*Goal*. Rewrite the listing lines starting at the one containing "Pinpoint the treeline." and ending at the one containing "[194,11,311,122]", replacing "ground-truth boxes" with "reference boxes" and keeping everything else the same. Leave the pictures out of your answer.

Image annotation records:

--------------------------------------------------

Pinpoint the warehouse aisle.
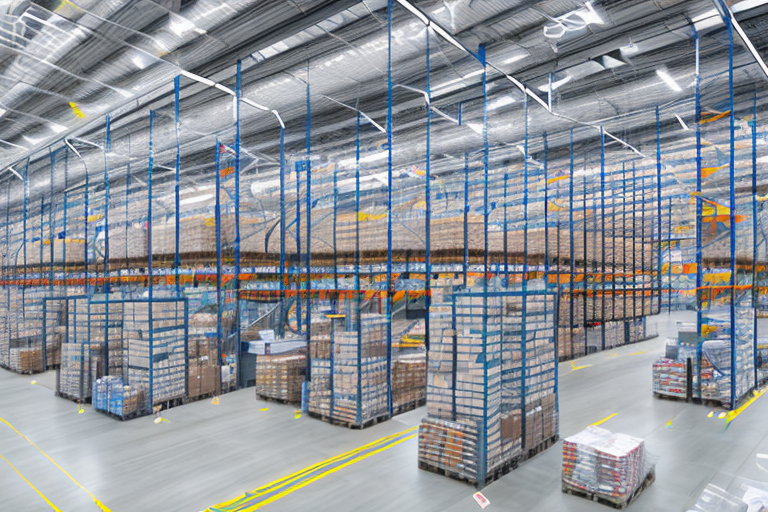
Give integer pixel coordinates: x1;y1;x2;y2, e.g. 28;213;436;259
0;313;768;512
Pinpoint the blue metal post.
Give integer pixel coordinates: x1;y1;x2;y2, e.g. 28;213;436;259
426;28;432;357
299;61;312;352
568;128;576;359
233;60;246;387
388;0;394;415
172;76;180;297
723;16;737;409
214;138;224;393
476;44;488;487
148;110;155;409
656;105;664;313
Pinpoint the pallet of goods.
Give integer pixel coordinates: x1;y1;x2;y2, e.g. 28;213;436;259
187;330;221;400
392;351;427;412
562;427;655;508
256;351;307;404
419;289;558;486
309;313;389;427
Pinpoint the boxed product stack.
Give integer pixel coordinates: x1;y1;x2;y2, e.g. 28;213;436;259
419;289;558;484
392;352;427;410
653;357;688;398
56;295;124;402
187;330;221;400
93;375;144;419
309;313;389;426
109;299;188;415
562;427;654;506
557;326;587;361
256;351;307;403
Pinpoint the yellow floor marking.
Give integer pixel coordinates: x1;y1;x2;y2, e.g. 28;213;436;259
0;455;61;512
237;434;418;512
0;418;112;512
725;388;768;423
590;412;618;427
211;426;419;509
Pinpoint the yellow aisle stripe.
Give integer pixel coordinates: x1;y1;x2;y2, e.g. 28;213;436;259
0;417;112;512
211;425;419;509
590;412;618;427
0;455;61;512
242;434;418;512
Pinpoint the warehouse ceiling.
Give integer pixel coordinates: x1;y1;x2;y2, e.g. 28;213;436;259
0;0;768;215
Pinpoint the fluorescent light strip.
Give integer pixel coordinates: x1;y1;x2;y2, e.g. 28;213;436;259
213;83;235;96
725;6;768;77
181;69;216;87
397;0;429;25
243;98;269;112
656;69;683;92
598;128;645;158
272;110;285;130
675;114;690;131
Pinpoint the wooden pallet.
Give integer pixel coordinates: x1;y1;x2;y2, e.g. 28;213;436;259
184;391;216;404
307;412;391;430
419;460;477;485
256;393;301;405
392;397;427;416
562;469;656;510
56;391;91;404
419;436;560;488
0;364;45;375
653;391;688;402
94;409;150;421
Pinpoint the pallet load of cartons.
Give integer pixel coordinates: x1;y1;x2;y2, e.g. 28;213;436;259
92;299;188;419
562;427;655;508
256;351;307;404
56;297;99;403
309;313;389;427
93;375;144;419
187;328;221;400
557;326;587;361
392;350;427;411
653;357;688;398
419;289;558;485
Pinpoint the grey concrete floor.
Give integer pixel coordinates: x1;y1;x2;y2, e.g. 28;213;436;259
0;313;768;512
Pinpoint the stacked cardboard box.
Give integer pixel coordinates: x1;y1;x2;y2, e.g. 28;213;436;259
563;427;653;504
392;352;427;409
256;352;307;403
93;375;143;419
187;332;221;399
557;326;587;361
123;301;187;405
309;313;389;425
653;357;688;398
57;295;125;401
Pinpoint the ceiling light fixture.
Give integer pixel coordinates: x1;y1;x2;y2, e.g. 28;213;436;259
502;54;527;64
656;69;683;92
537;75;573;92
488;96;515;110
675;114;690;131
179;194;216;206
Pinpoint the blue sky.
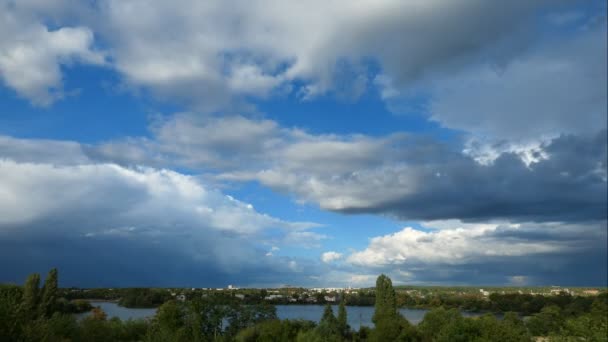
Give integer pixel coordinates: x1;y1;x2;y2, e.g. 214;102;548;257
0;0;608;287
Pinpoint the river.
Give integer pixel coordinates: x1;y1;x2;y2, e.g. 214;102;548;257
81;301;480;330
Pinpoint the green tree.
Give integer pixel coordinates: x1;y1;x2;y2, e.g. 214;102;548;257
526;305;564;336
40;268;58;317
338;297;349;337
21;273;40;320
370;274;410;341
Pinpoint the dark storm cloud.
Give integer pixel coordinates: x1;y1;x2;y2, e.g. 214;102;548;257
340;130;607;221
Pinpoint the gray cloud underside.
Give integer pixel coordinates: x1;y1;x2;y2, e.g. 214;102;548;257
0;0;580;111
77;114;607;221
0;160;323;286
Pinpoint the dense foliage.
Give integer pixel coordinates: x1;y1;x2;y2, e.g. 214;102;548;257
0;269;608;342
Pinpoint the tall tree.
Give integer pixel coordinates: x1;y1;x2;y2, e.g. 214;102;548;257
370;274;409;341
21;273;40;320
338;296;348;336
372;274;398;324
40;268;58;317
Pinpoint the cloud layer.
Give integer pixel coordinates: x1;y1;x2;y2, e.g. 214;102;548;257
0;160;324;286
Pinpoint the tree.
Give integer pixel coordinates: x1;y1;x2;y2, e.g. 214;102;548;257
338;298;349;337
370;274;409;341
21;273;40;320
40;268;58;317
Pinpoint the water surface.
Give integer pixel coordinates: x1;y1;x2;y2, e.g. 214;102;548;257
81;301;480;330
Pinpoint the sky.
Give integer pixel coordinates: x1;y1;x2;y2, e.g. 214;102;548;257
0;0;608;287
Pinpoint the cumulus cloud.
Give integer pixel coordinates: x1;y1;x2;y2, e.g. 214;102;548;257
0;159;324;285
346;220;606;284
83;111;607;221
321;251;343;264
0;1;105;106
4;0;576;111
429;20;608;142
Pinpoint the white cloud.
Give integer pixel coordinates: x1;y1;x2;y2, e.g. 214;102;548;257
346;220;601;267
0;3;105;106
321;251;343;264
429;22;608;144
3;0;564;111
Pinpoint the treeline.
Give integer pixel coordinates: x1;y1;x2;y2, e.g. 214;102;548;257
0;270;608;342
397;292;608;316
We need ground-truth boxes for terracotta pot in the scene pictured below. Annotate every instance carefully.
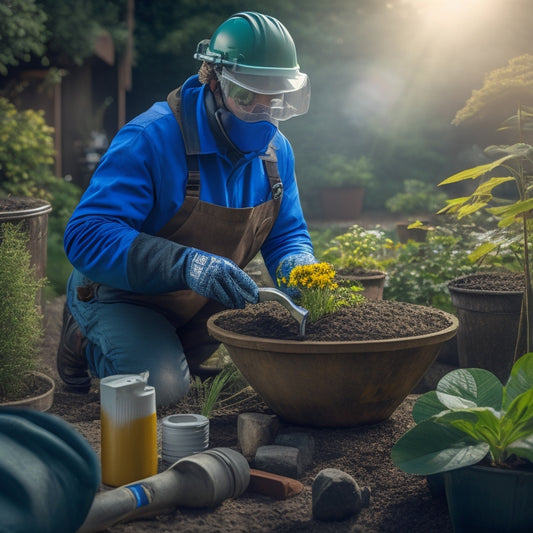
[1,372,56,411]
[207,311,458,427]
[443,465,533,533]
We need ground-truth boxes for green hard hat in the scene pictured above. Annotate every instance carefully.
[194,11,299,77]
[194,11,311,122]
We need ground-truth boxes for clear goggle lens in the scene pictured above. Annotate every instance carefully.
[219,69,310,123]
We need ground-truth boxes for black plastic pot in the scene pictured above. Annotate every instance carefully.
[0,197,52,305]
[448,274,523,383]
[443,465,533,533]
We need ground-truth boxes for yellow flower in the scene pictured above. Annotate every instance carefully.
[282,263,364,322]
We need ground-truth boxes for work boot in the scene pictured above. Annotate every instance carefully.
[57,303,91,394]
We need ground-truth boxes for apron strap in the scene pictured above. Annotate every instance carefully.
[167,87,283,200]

--------------------------------------------------

*Answer to this exercise*.
Pinpoint the treeline.
Give integer pixel coordinates: x1;y1;x2;y2, e.g. 214;102;548;257
0;270;608;342
397;292;608;316
We need reference boxes for terracotta pot in the scene pictured below. Annotate every instance carefully.
[1,372,56,411]
[207,311,458,427]
[443,465,533,533]
We need reference boxes for green hard hat in the scene pictured above. Annotate every instance carefully.
[194,11,299,77]
[194,11,311,122]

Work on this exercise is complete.